**Actions to take**
[1] Using the passage on growing blueberries, answer each question below.
(a) How many blueberry bushes do the writers grow?
(b) How much vinegar per gallon is used to acidify hard water?
(c) How tall do highbush blueberry bushes grow?
[2] Pick up the passage on growing blueberries where it stops, and carry on writing it in the same style.

BEGIN Passage to read

Blueberries actually don't reach their full flavor and aroma until a few days after they turn blue. If you want the sweetest berries of all—ones that will really outshine those on market shelves—tickle the blue bunches of berries. Only the dead ripe ones will fall off into your hand.
We eat lots of blueberries in summer but could not possibly consume fresh the production of our fourteen bushes. Some backyard growers dry extra berries in a dehydrator or make jams and pies from them. Our answer is to freeze the excess about 40 quarts each season by spreading the berries out on pans in the freezer for about 1 hour, then packing them into plastic freezer bags. That way we can have fresh, bush-ripened berries all year long.
Never Say Never
If your soil is naturally alkaline, as it is in many areas of the West, you might think that you are unable to grow acid-loving blueberries. Nonsense! All you need to do is bring the right soil to your blueberry patch. Here's how to create your own miniature acid-loving zone:
1. For each bush you wish to plant, excavate a hole two feet deep and six feet around and fill it with a mix of equal proportions of peat moss and sand.
2. Keep the bed mulched with aged sawdust (which is acidic) or other organic material, and fertilize annually with a balanced organic fertilizer.
3. If you irrigate and your water also is alkaline—in other words, if you have hard water, acidify it first with two teaspoons of vinegar per gallon.
The Right Varieties For Your Climate
Before choosing a variety, you need to determine which of the four types of blueberries is best suited to your region. All four types require a period of prolonged chilling to set flowers, but some need less time and cold than others. Planting different varieties of the same type will give you bigger berries and a larger yield.
1. Highbush blueberries (Vaccinium corymbosum), the type usually found in supermarkets, are so named because the large, dark berries are borne on bushes that grow six to eight feet high. Northern highbush blueberries grow best in USDA Plant Hardiness zones 4-7. Popular northern varieties include Blueray, Bluecrop, Jersey, and Patriot. Southern highbush types, which thrive in zones 7-10, include Cape Fear, Gulfcoast, O'Neal, and Blue Ridge (V. pallidium). With a low chilling requirement, southern types bear well even in Florida.

END Passage to read
BEGIN Source information

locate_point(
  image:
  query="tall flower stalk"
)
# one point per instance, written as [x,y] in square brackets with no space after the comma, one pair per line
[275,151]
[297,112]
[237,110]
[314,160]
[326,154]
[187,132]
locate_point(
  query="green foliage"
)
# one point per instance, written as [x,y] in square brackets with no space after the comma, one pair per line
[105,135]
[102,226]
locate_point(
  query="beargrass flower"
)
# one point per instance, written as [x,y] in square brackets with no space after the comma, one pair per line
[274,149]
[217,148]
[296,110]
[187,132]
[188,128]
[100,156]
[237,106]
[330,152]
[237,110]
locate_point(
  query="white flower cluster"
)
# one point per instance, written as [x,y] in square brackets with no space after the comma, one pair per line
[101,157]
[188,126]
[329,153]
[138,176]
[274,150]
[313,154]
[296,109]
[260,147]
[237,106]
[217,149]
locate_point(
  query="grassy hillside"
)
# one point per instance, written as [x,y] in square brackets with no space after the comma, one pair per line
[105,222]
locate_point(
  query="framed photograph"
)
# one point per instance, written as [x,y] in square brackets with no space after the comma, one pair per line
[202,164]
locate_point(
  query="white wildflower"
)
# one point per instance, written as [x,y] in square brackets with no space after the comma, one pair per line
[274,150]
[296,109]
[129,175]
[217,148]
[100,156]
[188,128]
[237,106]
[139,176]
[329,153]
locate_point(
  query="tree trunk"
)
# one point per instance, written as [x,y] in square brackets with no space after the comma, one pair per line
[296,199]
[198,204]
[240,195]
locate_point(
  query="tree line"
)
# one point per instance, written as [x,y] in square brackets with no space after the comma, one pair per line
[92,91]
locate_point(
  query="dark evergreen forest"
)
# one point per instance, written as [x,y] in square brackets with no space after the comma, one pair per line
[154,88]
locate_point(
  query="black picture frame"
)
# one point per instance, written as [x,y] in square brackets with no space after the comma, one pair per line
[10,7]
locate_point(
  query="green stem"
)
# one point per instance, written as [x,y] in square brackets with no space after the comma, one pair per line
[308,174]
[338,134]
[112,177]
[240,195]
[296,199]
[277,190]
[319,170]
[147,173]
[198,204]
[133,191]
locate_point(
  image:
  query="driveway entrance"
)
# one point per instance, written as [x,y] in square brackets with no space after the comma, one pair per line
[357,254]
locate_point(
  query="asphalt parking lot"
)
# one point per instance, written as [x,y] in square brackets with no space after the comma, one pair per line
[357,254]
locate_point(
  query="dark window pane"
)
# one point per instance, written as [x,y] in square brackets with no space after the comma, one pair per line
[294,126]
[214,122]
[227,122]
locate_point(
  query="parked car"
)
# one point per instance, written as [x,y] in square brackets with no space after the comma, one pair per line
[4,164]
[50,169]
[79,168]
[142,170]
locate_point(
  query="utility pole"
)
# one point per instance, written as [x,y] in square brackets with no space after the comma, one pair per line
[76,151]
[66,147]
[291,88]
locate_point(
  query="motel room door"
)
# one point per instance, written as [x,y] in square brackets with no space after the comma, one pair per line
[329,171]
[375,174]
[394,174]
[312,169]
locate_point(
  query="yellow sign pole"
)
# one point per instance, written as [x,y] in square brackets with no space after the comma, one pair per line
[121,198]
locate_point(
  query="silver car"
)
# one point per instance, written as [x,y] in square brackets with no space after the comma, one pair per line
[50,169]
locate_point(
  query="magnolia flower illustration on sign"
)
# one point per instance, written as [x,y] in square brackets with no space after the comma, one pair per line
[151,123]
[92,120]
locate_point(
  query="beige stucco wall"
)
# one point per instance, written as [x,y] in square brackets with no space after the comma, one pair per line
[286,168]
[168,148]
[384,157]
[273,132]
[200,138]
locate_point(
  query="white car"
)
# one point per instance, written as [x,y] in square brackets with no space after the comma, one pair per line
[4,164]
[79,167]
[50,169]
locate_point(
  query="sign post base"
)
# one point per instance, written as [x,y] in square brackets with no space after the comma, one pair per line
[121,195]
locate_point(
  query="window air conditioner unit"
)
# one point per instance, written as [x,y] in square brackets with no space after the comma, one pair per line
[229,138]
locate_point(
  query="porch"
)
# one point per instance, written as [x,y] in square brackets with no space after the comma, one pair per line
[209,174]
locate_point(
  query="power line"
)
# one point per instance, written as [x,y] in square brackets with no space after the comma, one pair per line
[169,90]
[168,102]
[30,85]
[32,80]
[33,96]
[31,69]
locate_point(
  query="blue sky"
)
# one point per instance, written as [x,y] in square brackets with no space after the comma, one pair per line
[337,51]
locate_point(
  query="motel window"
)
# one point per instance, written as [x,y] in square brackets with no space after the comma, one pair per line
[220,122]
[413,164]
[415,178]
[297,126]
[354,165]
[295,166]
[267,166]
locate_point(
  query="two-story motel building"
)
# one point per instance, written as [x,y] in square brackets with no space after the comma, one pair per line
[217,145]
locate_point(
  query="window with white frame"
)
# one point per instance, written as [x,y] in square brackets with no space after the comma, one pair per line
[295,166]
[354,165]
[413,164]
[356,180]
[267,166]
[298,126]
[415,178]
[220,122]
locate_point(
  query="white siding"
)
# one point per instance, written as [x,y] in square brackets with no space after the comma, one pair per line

END Source information

**Your responses**
[1]
(a) Fourteen.
(b) Two teaspoons.
(c) Six to eight feet high.

[2]
2. Lowbush blueberries (V. angustifolium, Zone 3-6) are super-hardy, making them great for gardeners who live where winter temperatures regularly plummet below zeo. In contrast to tall high-bush varieties, ground-hugging low-bush stems grow a mere six to eighteen inches high as they spread by underground runners. The berries themselves are small and sweet, with a powdery, sky blue bloom. A few varieties of lowbush blueberries such as 'Top Hat' have been selected and bred, but wild seedlings simply called low bush blueberries are what are mostly available at nurseries. This means that fruit flavor and appearance, and plant size will vary from one seedling to the next.
3. Half-high blueberries were born when growers married the large berry size of high-bush blueberries to the cold-hardiness of low-bush. The plants don't grow as tall as high-bush, nor do they spread by underground runners. Varieties include Friendship, Polaris, Northland, and North-blue.
4. Rabbiteye blueberries (V. ashei, Zones 7 to 9) give southern gardeners another option besides southern high-bush. Typically smaller than high-bush berries, they ripen later in the season. Newer varieties, such as Bonita and Climax, have delectable flavor and cross-pollinate each other well. Rabbiteye bushes can grow ten or more feet tall, and the plants are less finicky about their soil than other kinds of blueberries.